— Start Data shown —

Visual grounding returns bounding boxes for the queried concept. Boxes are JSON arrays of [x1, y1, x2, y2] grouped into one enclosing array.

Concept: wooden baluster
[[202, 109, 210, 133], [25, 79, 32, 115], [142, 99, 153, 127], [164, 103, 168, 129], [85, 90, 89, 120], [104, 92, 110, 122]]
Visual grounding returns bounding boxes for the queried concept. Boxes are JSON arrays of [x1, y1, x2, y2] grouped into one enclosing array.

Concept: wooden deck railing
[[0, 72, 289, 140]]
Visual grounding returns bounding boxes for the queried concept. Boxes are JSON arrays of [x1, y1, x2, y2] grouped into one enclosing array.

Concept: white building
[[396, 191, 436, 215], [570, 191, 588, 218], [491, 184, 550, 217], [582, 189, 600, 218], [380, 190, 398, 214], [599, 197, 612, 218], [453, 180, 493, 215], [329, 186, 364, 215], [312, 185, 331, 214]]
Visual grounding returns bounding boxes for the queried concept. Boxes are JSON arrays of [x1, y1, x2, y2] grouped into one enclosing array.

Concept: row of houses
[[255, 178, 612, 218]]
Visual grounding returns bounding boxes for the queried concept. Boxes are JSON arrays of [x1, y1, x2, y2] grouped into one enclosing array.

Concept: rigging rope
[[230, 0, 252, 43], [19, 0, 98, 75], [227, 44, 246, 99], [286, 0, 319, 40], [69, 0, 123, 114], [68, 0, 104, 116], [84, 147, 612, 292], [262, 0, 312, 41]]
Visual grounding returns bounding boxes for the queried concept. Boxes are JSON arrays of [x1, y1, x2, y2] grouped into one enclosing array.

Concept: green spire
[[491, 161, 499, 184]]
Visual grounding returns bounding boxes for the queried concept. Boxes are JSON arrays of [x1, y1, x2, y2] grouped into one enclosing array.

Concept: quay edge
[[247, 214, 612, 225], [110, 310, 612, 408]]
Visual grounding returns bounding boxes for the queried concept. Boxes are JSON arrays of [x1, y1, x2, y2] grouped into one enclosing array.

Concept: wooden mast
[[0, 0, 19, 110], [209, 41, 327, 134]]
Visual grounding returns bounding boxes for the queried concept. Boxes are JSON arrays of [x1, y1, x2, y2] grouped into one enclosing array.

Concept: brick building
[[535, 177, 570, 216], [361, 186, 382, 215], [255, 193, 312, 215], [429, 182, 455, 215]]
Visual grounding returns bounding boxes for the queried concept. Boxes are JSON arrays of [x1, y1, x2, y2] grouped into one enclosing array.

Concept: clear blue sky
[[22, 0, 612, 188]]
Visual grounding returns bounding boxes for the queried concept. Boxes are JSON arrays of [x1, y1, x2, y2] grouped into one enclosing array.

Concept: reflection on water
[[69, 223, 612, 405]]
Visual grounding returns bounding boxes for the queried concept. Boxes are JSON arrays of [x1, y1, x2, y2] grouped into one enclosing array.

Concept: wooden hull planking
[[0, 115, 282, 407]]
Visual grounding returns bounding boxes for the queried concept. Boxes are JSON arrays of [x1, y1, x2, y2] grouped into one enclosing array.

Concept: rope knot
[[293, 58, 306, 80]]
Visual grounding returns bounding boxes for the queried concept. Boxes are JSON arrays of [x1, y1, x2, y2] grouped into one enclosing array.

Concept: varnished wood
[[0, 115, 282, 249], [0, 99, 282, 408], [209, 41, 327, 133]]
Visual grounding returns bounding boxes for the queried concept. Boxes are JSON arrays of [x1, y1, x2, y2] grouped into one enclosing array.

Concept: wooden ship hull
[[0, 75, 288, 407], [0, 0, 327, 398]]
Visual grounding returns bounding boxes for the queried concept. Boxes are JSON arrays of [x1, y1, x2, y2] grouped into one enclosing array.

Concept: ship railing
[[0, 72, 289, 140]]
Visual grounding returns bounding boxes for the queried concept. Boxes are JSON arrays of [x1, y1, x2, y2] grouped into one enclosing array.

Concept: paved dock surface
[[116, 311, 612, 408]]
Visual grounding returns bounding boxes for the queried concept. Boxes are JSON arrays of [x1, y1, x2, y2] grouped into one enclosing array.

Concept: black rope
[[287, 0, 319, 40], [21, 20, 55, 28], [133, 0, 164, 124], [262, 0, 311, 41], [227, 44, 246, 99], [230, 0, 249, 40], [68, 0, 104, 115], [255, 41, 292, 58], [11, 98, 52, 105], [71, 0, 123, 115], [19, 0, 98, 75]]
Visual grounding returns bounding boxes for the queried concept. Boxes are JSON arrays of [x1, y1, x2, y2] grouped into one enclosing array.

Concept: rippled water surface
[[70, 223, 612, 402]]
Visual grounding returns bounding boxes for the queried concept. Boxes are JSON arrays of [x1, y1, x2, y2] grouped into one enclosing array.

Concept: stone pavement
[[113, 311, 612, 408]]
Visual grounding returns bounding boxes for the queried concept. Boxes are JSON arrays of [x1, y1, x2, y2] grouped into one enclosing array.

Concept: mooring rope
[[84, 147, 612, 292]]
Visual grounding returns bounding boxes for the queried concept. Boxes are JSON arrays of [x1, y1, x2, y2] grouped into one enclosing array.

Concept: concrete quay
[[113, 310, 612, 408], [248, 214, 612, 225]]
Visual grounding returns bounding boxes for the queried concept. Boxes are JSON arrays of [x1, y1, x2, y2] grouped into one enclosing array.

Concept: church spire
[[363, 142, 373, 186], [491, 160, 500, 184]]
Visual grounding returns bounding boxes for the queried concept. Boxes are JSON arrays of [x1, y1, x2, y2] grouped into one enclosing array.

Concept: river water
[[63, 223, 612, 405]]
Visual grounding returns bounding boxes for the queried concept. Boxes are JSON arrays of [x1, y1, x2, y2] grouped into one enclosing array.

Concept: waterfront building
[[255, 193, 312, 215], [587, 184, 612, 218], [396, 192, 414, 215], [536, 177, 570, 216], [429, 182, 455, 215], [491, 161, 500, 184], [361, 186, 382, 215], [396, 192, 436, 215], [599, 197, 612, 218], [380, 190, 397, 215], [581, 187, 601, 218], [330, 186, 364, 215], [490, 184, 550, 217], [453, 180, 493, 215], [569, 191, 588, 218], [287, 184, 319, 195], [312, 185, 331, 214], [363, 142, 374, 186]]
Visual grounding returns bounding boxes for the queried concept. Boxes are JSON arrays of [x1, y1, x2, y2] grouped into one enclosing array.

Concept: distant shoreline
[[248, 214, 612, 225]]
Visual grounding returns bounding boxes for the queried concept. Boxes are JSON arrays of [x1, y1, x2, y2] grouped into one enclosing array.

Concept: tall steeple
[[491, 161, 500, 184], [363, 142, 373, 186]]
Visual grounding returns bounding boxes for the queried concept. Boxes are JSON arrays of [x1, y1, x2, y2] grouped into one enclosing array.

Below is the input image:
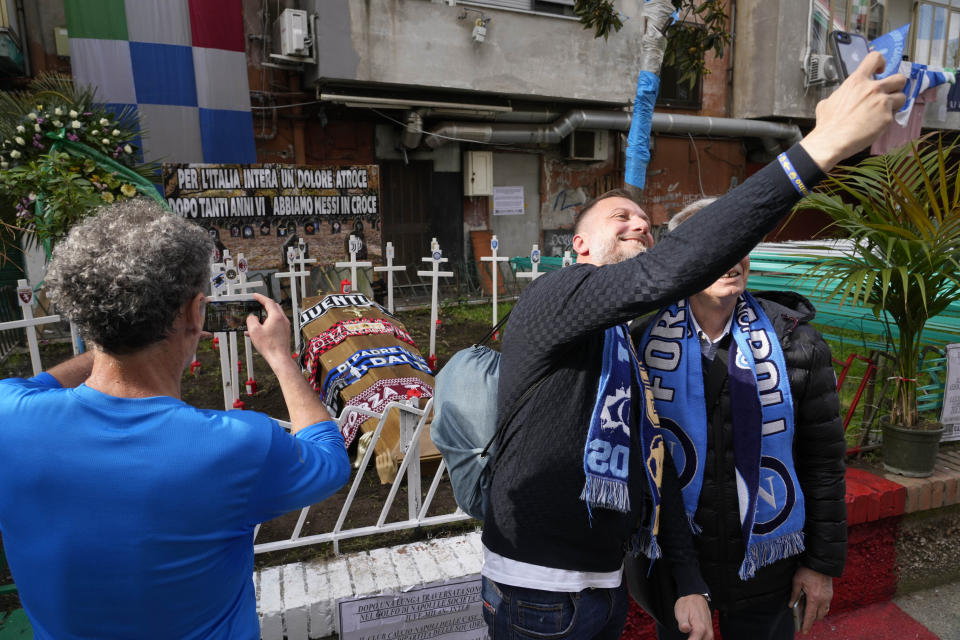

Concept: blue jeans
[[481, 576, 628, 640]]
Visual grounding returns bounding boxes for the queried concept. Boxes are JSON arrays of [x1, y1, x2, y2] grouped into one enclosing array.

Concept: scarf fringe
[[738, 531, 805, 580], [580, 475, 630, 513], [686, 511, 703, 536], [630, 528, 663, 560]]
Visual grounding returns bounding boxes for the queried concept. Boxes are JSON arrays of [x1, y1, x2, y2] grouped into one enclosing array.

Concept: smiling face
[[697, 256, 750, 300], [573, 196, 653, 266]]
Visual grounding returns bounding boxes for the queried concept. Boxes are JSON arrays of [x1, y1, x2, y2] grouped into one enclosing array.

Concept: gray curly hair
[[46, 198, 214, 355], [667, 197, 719, 231]]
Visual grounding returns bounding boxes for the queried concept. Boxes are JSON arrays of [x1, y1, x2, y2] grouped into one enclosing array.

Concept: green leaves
[[797, 136, 960, 426], [573, 0, 731, 89]]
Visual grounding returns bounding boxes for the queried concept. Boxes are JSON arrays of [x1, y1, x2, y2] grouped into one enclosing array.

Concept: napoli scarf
[[640, 292, 804, 580], [580, 325, 663, 559]]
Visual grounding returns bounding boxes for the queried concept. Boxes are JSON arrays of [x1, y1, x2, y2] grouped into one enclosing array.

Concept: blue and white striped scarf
[[580, 324, 663, 559], [640, 292, 804, 580]]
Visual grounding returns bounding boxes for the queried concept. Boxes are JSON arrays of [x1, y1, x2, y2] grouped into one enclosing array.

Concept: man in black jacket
[[632, 199, 847, 640], [482, 53, 904, 639]]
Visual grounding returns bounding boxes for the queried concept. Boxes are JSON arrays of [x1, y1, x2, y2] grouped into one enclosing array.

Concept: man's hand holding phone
[[246, 293, 290, 368]]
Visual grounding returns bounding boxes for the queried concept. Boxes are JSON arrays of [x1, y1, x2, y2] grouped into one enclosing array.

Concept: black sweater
[[483, 146, 823, 595], [632, 291, 847, 610]]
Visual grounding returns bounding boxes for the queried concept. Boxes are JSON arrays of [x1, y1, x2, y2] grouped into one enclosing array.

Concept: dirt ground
[[0, 305, 496, 611]]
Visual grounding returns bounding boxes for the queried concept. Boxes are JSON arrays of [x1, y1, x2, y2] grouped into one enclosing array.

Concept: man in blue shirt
[[0, 200, 350, 639]]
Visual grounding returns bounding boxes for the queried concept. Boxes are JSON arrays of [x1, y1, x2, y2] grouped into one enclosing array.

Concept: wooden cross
[[234, 253, 262, 395], [373, 242, 407, 313], [273, 265, 310, 353], [517, 245, 543, 280], [334, 233, 373, 291], [293, 238, 317, 296], [0, 280, 60, 375], [208, 262, 235, 411], [480, 236, 510, 327], [417, 238, 453, 356]]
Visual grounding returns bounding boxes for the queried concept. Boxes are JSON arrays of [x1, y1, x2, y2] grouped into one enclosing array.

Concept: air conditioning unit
[[803, 53, 839, 87], [273, 9, 312, 58], [567, 129, 610, 162]]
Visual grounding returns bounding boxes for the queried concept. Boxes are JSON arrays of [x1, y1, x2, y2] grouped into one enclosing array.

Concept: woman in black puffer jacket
[[632, 200, 847, 640]]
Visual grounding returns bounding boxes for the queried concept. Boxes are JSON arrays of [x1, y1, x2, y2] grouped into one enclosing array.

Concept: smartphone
[[827, 31, 870, 82], [793, 593, 807, 631], [203, 300, 265, 333]]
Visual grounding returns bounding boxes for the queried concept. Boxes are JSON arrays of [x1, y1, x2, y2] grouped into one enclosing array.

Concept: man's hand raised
[[247, 293, 330, 434], [800, 51, 907, 171], [247, 293, 290, 368]]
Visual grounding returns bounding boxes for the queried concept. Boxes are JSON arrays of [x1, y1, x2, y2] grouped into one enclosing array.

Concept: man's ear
[[183, 291, 207, 334], [572, 233, 590, 256]]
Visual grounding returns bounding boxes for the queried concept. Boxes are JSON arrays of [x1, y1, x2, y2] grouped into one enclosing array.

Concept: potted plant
[[798, 135, 960, 477]]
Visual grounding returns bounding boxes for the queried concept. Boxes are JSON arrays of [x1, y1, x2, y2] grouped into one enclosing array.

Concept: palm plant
[[798, 135, 960, 428]]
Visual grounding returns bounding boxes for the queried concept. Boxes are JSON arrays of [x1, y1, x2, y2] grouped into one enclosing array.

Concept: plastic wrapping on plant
[[624, 71, 660, 189]]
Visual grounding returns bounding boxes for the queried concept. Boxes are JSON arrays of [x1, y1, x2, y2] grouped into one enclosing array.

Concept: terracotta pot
[[882, 423, 943, 478]]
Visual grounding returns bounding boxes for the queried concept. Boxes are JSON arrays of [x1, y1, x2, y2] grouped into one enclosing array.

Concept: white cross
[[273, 265, 310, 352], [373, 242, 407, 313], [517, 245, 543, 280], [206, 262, 234, 411], [233, 253, 262, 394], [0, 280, 60, 375], [293, 238, 317, 297], [480, 236, 510, 327], [417, 238, 453, 356], [335, 233, 373, 291]]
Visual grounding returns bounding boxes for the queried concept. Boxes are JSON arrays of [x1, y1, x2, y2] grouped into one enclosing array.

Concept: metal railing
[[253, 399, 470, 553], [0, 285, 26, 360]]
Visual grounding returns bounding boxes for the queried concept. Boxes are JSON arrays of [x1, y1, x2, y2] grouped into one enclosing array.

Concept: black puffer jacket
[[633, 291, 847, 610]]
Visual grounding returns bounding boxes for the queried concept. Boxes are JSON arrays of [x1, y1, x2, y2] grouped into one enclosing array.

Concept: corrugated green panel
[[63, 0, 129, 40]]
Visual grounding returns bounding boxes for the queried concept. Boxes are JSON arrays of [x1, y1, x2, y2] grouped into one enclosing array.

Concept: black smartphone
[[827, 31, 870, 81], [203, 300, 265, 333], [793, 593, 807, 631]]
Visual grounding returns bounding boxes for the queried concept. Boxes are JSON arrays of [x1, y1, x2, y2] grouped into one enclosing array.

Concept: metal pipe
[[317, 93, 513, 112], [425, 109, 802, 149], [16, 0, 33, 78]]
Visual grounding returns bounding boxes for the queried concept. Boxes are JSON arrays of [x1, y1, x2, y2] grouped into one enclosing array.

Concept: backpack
[[430, 314, 546, 520]]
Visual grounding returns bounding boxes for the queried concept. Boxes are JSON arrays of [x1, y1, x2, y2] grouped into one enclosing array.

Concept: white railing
[[253, 399, 470, 553]]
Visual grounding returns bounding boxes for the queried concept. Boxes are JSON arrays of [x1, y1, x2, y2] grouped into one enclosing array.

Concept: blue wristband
[[777, 153, 810, 196]]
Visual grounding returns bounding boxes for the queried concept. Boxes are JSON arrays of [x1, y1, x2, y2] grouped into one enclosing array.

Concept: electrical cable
[[687, 133, 707, 198]]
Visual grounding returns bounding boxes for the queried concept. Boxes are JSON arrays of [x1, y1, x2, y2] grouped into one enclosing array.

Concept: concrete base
[[253, 532, 483, 640]]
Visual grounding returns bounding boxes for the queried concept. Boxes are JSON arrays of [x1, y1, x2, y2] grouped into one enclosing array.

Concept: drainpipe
[[400, 111, 423, 149], [424, 109, 802, 156]]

— End Data shown —

* **Directions for this task**:
Pull out every line of the records that contains the string "puffer", matching case exactly.

* **Answer to the exercise**:
Concept: woman in black puffer jacket
Concept: black puffer jacket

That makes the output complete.